DATA FOR THIS TASK.
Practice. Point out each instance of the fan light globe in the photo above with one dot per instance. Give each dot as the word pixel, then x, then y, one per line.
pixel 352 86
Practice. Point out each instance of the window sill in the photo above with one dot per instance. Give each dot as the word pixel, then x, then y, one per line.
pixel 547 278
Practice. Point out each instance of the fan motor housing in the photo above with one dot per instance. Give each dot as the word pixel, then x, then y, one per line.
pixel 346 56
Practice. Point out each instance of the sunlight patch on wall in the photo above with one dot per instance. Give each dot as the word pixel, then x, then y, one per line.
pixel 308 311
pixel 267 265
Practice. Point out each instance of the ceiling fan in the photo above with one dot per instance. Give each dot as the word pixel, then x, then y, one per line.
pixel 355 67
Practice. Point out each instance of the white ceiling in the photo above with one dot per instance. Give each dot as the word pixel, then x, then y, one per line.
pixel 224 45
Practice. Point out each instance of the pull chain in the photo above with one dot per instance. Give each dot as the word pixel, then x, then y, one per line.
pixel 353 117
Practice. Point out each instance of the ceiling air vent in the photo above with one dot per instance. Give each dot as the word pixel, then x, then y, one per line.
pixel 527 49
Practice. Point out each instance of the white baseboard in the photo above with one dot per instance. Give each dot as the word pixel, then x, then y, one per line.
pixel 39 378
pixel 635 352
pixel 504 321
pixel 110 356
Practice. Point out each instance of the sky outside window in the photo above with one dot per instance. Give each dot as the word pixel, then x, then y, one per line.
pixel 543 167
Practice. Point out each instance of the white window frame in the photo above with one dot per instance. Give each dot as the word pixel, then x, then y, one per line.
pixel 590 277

* * *

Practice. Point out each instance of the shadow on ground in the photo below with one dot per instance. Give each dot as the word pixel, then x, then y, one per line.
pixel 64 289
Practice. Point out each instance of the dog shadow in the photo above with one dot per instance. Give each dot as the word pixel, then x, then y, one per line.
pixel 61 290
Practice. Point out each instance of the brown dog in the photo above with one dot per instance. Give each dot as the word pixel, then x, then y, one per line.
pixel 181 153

--

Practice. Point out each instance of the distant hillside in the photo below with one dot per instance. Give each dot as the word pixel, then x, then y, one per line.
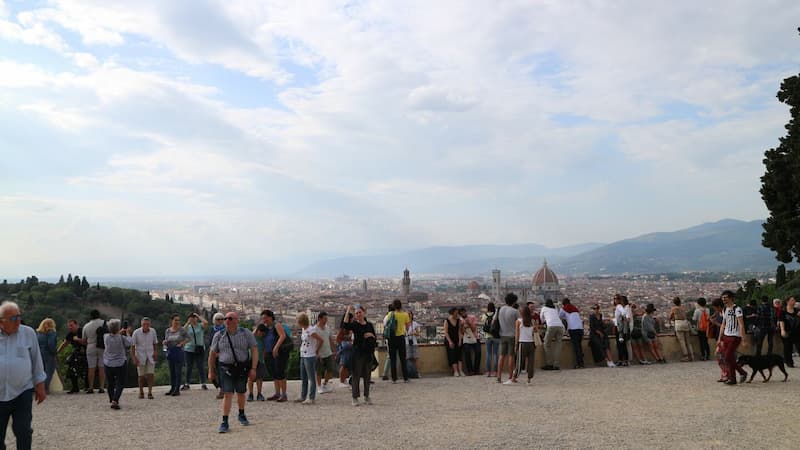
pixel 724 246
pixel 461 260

WHAT THE TASK REQUIRES.
Reproduce the lines starting at the one containing "Practice. Point out each instance of the sunlight" and ending at the one containing "pixel 543 167", substituting "roof" for each occurrence of "ceiling" and keeping everything else the same.

WRITTEN REPLY.
Practice. Point out each instance of the sunlight patch on wall in the photo above with one dot per instance. Give each dot as the word pixel, then x, then y, one per line.
pixel 308 311
pixel 267 265
Practice. Point out each instance of the roof fan in the photo above with one dot per instance. Give each dot as the word pixel, then x, then y, one per line.
pixel 355 67
Practice. Point out each instance of the white roof in the photo above with one dot per instance. Give each dot as the word pixel, then x, then y, one per line.
pixel 224 45
Practice. Point out each instance of the pull chain in the photo above with one dot per instance. Give each dot as the word pixel, then x, then y, one per line.
pixel 353 117
Practice. Point out each instance of the roof air vent in the photo above with one dot per instance. Give each dot as the word pixel, then x, then y, one per line.
pixel 527 49
Practice. Point out each instance of the white baseboard in the photo above with one dot per instance. Give each dot as the word pixel, then x, then y, one per line.
pixel 39 378
pixel 635 352
pixel 504 321
pixel 110 356
Practice. Point out each instance of the sky outside window in the photo above with one dot per instance. Give each dot as the word pixel, then x, then y, one per line.
pixel 543 167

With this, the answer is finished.